[Collected data entries]
##############################

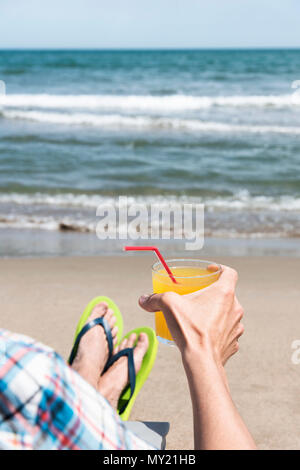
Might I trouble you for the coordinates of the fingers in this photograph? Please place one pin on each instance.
(157, 302)
(228, 278)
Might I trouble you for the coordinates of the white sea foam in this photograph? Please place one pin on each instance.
(242, 201)
(169, 103)
(113, 121)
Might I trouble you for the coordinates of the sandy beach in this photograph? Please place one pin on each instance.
(44, 298)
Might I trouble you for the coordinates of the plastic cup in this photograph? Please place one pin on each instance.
(191, 275)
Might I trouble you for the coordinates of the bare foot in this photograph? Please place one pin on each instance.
(92, 352)
(112, 383)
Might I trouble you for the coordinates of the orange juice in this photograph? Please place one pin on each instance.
(191, 275)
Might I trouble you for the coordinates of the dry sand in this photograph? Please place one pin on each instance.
(44, 298)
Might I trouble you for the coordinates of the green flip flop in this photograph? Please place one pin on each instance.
(136, 381)
(83, 326)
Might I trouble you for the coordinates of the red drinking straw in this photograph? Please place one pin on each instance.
(158, 254)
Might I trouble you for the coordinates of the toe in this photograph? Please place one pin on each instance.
(140, 350)
(114, 333)
(99, 310)
(131, 340)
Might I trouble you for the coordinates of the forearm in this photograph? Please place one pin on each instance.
(217, 423)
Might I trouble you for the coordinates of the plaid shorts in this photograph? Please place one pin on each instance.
(45, 404)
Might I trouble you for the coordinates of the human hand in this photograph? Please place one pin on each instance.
(207, 320)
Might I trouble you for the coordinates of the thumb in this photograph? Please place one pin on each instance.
(151, 303)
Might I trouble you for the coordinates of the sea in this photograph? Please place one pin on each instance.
(79, 129)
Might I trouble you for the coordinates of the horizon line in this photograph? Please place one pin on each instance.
(145, 49)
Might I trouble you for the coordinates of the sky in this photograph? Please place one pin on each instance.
(149, 24)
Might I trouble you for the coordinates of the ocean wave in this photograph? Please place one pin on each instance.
(169, 103)
(220, 228)
(22, 221)
(241, 201)
(113, 121)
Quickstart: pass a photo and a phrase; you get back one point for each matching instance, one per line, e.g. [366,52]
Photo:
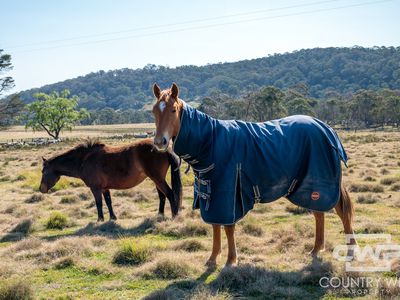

##############################

* **Activity**
Leave out every picture, and write out exactly the lines from the one with "Might I trouble you for the coordinates of the sky" through the end of the records above, both ends included.

* **Task result**
Might I trouble you for the coordinates of the sky in this photograph? Please place one pin on each instance.
(149, 24)
Might I trouble you for the coordinates of the ocean wave in this photograph? Please place one pin on each instance.
(169, 103)
(220, 228)
(22, 221)
(241, 201)
(113, 121)
Quickstart: pass a photo and a phrase; you get back one point for each matching instance, one per line, e.g. [366,52]
Photo:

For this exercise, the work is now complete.